Today, the theme of the week was surprises. I’ll look at two buzzy theatrical films (though not buzzy for the right reasons), Netflix’s latest big straight-to-streaming film and their latest sitcom, a famous director’s latest film miss, a Disney+ surprise, all the flops, bombs and misses, and a whole lot more. But we start with two shows that wowed me with how well they did, and one that surprised me in the other direction…
(Reminder: The streaming ratings report focuses on the U.S. market and compiles data from Nielsen’s weekly top ten viewership ranks, Luminate’s Top Ten Data, Showlabs, TV Time trend data, Samba TV household viewership, company datecdotes, and Netflix hours viewed data, Google Trends, and IMDb to determine the most popular content. While most data points are current, Nielsen’s data covers the weeks of June 2nd to June 15th.)
Television – Two Big Hits and 3 Misses/Disappointments
Two shows genuinely surprised me with how well they did this week…while one other show surprised me with how poorly it did. So let’s start with the good news.
Two Big Hits
Don’t get me wrong: I love melodramas like Netflix’s Ginny & Georgia. I think you can build a streamer around melodramas, though you won’t get as much positive press as you do with prestige TV shows. In particular, I think Disney should embrace this genre for Hulu, using it to appeal to the presumed moms of the kids using Disney+, even if it means sacrificing awards buzz.
For now, Netflix seemingly owns (owned?) this genre. (I wrote “has” because a key executive who shepherded some of these projects left a few years back.)
Still, with all that love for this genre, Ginny & Georgia surprised me at how well it did…
Yeah, Ginny & Georgia’s third season managed to get over 40 million hours two weeks in a row, good for the 40th and 41st best single weeks since 2021. Those are monster numbers.
It got up to 55 million hours on Luminate, and Samba TV had it doing 1.4 million unique households in its first four days, and it climbed to the second and third spots on Samba TV.
Here’s the next surprise: Love Island USA on Peacock keeps getting stronger each season, with the latest season debuting at 12.9M hours and then climbing to 18.2 million hours on Nielsen. (Interesting data note: the first three seasons of Love Island USA stream on Hulu and Paramount+. Nielsen told me that the bulk of the viewing for this series, though, is on Peacock, so I have it classified as “Peacock” on the charts.)
On Luminate, this one got all the way up to 28.3 million hours. It also gets up to second place on Samba TV, so all the data sources agree this one is a legit hit, and it’s growing its audience over time.
The only caveat is that it has new episodes coming out daily, so looking at it by “views” would probably move it down the charts, but for Peacock, a third-tier streamer, anything that’s increasing time on platform is a win.

» **EXTRACTED ENTRIES**:
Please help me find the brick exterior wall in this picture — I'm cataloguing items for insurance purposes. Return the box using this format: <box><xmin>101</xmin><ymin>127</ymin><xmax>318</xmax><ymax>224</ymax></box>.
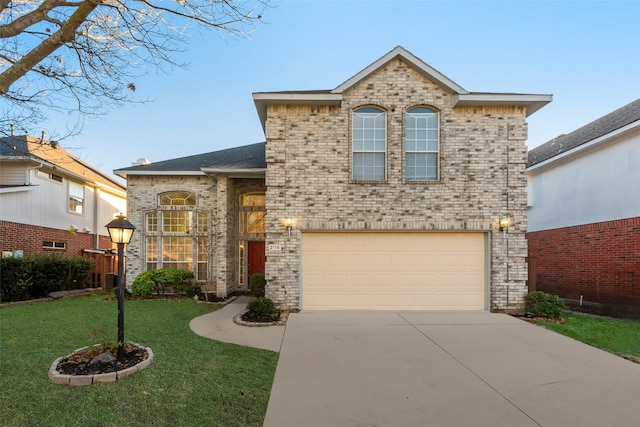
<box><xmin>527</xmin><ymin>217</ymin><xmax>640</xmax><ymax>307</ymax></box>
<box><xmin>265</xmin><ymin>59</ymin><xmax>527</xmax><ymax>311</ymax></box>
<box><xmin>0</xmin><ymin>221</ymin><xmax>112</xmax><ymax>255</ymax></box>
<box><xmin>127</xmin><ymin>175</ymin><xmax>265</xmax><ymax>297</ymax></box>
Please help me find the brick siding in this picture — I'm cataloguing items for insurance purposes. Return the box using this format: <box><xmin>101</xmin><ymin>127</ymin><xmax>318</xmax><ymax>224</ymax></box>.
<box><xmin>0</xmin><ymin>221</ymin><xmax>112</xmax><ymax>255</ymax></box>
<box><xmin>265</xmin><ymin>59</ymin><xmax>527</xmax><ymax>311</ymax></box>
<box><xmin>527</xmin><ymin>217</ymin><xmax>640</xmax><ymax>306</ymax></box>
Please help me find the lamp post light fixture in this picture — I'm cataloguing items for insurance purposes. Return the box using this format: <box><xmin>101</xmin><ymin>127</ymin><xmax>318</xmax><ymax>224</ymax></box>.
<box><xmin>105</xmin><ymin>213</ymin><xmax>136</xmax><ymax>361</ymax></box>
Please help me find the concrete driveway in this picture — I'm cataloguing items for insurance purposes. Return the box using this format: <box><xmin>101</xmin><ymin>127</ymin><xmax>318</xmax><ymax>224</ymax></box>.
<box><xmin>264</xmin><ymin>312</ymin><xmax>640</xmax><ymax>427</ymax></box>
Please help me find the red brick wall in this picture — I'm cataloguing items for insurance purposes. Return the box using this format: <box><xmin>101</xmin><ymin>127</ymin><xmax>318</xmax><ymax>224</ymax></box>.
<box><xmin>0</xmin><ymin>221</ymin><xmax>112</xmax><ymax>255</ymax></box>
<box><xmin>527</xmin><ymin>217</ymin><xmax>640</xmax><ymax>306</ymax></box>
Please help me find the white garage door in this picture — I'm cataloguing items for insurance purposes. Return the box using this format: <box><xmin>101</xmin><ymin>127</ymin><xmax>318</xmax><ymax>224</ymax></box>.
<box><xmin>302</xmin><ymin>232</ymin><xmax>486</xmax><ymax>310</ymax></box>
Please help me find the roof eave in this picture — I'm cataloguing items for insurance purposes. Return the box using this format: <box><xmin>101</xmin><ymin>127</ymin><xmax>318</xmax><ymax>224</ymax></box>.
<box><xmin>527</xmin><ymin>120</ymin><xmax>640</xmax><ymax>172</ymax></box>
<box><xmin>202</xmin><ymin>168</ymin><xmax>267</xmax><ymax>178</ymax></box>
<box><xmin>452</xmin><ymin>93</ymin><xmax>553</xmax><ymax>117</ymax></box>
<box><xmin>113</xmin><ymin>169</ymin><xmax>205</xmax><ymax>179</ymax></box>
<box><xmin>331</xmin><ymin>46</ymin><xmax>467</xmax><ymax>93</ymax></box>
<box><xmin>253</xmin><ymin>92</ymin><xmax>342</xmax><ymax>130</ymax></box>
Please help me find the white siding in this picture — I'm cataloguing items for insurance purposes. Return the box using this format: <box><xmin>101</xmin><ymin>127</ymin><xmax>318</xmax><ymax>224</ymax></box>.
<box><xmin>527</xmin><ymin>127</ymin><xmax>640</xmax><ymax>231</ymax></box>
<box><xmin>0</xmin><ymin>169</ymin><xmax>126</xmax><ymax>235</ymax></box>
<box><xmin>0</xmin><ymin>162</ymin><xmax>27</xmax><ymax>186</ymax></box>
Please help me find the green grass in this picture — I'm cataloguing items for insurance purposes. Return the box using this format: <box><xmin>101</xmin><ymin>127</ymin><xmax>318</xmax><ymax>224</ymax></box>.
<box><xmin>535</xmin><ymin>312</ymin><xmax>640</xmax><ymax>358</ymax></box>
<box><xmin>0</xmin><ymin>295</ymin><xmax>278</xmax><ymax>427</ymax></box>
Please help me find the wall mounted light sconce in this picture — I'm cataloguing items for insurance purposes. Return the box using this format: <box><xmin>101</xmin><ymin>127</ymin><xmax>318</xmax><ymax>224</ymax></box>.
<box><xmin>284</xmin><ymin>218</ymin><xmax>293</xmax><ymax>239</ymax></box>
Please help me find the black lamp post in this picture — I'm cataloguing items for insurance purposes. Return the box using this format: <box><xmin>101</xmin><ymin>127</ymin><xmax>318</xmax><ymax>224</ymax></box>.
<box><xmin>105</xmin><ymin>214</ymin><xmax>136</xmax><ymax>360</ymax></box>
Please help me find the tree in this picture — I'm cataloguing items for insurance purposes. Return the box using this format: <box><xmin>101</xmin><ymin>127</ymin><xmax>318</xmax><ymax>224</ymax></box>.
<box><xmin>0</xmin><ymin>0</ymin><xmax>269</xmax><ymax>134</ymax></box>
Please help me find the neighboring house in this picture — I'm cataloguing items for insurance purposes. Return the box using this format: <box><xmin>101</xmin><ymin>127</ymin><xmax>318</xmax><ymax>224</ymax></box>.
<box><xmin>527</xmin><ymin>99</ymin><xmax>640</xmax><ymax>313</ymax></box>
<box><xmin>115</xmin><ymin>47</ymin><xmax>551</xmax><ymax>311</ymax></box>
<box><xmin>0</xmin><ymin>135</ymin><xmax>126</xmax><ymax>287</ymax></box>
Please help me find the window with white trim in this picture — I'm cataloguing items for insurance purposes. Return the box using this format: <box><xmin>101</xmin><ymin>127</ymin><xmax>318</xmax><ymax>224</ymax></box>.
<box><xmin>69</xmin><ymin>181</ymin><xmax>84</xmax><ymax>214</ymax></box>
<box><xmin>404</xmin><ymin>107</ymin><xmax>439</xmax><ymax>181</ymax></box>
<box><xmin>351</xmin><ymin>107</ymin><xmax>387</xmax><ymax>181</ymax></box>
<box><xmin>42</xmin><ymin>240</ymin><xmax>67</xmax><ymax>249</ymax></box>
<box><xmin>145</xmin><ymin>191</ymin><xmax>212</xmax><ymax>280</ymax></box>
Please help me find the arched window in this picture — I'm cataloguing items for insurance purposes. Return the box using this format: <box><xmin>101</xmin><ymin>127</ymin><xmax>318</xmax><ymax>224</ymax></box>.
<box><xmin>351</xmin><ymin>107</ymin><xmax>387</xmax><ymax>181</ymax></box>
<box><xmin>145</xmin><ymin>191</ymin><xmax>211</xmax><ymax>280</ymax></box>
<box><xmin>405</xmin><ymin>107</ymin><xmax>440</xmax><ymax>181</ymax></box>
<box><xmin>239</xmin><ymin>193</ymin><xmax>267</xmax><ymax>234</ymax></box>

» **REQUESTS**:
1) Do these statements agree with the streaming ratings report? For each, answer yes or no and quote the words from the report that decide it.
(a) The Nielsen data in the report covers the weeks of June 2nd to June 15th.
(b) The third season of Ginny & Georgia passed 40 million hours three weeks in a row.
(c) The first three seasons of Love Island USA stream only on Peacock.
2) Using the streaming ratings report, answer these questions:
(a) What genre does the writer think Disney should embrace for Hulu?
(b) How many unique households did Samba TV record for Ginny & Georgia in its first four days?
(c) How many hours did Love Island USA reach on Luminate?
3) Can you extend the streaming ratings report, picking up right after its final sentence?

» **TASK-BY-TASK ANSWERS**:
1)
(a) Yes: "Nielsen’s data covers the weeks of June 2nd to June 15th"
(b) No: "managed to get over 40 million hours two weeks in a row"
(c) No: "the first three seasons of Love Island USA stream on Hulu and Paramount+"

2)
(a) Melodramas
(b) 1.4 million
(c) 28.3 million hours

3)
Again, I love the pitch for this show and have recommended that some enterprising streamer (especially Netflix) should embrace a daily Big Brother-type show or a reality show with live streams, but it’s genuinely surprised me how much Love Island USA has grown.
Three Notable Misses
Sometimes a show is soooo notable I have to check twice to ensure it really missed all the charts.
The Chosen didn’t make a single viewership chart I track. And yeah, I checked twice.
That’s strange enough to force me to double check the release calendar. But here’s the Wikipedia page:
It says 15-June, right? That’s towards the end of this reporting period (which starts on 9-June), but still it has never made Samba TV charts, and I have two more weeks of data for that source. I even double checked with Nielsen and Luminate and both confirmed that it was eligible, but missed the charts. Yes, Prime Video has it coming out in three batches, but for a show on its fifth season, you’d expect to see it somewhere else.
Of course, the caveat is that this show already came to theaters for a run in April, and it definitely made money (over $44 million in the US) in that window. So The Chosen can get its super fans to go to theaters. The question is whether it can draw other audiences to streaming, and I don’t see any data that it does. So that miss surprised me. (It also flies against the narrative that Christian TV is taking over. More on that in the future.)
The next show didn’t surprise me that it missed the charts, but it also flies against a media narrative, that of the unstoppable influencer.
I speak of Call Her Alex, Hulu’s two-part “binge” released docu-series on Alex Cooper of Call Her Daddy podcast fame. Don’t get me wrong, Call Her Daddy is a legit big podcast. But this show missed all the ratings and interest charts and only has 383 reviews on IMDb. Even with only two episodes, I’d expect a little better.
Like a few other “creator” shows, this one underperformed. I have two explanations.
First, Alex Cooper’s press campaign over the last year or so has been PHENOMENAL. I’ve seen her interviewed and profiled everywhere, often with extremely positive datecdotes about her and her show. It doesn’t surprise me, then, that some development execs believe the hype and would want to work with her.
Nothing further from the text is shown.